● **Directions for this task**
Quote the passage about the Bystander EP below word for word, from "The EP is currently" to "of stylistic difference.".

● **Text passage**
....

EP by Jets Overhead
- Released: March 8, 2011
- Recorded: 2009
- Genre: Dream pop, alternative rock
- Length: 25:53
- Label: Microgroove

Jets Overhead chronology
| Live At Sasquatch Festival 2010 (2010) | Bystander (2011) |  |

= Bystander (EP) =

Bystander is a six track extended play by Canadian alternative rock band Jets Overhead. It was released on March 8, 2011 and was produced with Neil Osborne of 54-40.
The EP is currently only available as a digital download. The songs on Bystander were originally recorded at the same time as No Nations, but were not included in No Nations because of stylistic difference.

....

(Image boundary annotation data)
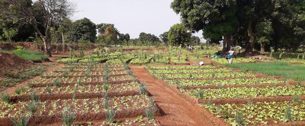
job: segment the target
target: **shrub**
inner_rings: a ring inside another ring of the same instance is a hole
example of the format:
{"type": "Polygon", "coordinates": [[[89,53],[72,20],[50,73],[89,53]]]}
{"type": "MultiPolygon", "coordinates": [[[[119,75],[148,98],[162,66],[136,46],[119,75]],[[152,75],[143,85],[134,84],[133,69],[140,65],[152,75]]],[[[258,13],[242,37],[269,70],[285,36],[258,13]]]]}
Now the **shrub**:
{"type": "Polygon", "coordinates": [[[238,125],[242,125],[246,122],[246,120],[243,118],[243,115],[240,112],[237,112],[235,113],[234,120],[238,125]]]}
{"type": "Polygon", "coordinates": [[[105,81],[105,83],[103,84],[103,89],[105,91],[107,91],[108,89],[109,85],[107,84],[108,81],[105,81]]]}
{"type": "Polygon", "coordinates": [[[105,109],[105,110],[109,110],[110,108],[110,102],[107,98],[104,99],[103,102],[104,103],[103,105],[104,105],[104,108],[105,109]]]}
{"type": "Polygon", "coordinates": [[[3,102],[6,103],[9,103],[11,101],[11,96],[8,92],[0,94],[0,98],[3,102]]]}
{"type": "Polygon", "coordinates": [[[36,92],[32,92],[30,93],[30,100],[32,101],[35,101],[35,102],[39,102],[39,98],[38,98],[37,95],[36,95],[36,92]]]}
{"type": "Polygon", "coordinates": [[[38,109],[38,102],[31,101],[25,105],[25,107],[27,111],[30,112],[32,115],[34,115],[38,109]]]}
{"type": "Polygon", "coordinates": [[[294,103],[298,103],[300,102],[300,97],[297,94],[294,94],[292,97],[292,101],[294,103]]]}
{"type": "Polygon", "coordinates": [[[106,110],[105,112],[105,114],[106,115],[106,119],[108,123],[110,124],[113,123],[114,116],[115,116],[115,113],[114,112],[114,111],[113,111],[113,109],[111,109],[109,110],[106,110]]]}
{"type": "Polygon", "coordinates": [[[68,106],[63,111],[63,120],[65,126],[71,126],[75,119],[75,114],[72,112],[71,107],[68,106]]]}
{"type": "Polygon", "coordinates": [[[146,89],[145,87],[145,84],[143,83],[140,84],[140,88],[139,88],[139,92],[142,95],[146,94],[146,89]]]}
{"type": "Polygon", "coordinates": [[[15,126],[26,126],[28,124],[30,117],[21,113],[17,119],[12,119],[11,121],[15,126]]]}
{"type": "Polygon", "coordinates": [[[21,93],[25,91],[26,90],[26,89],[24,87],[18,87],[15,89],[15,93],[16,93],[16,94],[19,95],[21,93]]]}
{"type": "Polygon", "coordinates": [[[200,90],[199,91],[198,91],[198,96],[201,99],[204,98],[204,90],[203,89],[200,90]]]}
{"type": "Polygon", "coordinates": [[[144,111],[144,114],[148,120],[150,120],[154,119],[155,113],[152,108],[149,107],[144,111]]]}
{"type": "Polygon", "coordinates": [[[59,78],[56,78],[53,81],[53,86],[59,87],[60,83],[60,79],[59,79],[59,78]]]}
{"type": "Polygon", "coordinates": [[[47,92],[48,93],[51,93],[51,92],[52,92],[52,89],[51,89],[51,87],[49,86],[47,86],[47,92]]]}
{"type": "Polygon", "coordinates": [[[149,104],[150,106],[155,106],[155,100],[152,98],[149,98],[149,104]]]}
{"type": "Polygon", "coordinates": [[[287,121],[292,121],[292,114],[290,105],[288,105],[285,111],[285,118],[287,121]]]}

....

● **Exercise answer**
The EP is currently only available as a digital download. The songs on Bystander were originally recorded at the same time as No Nations, but were not included in No Nations because of stylistic difference.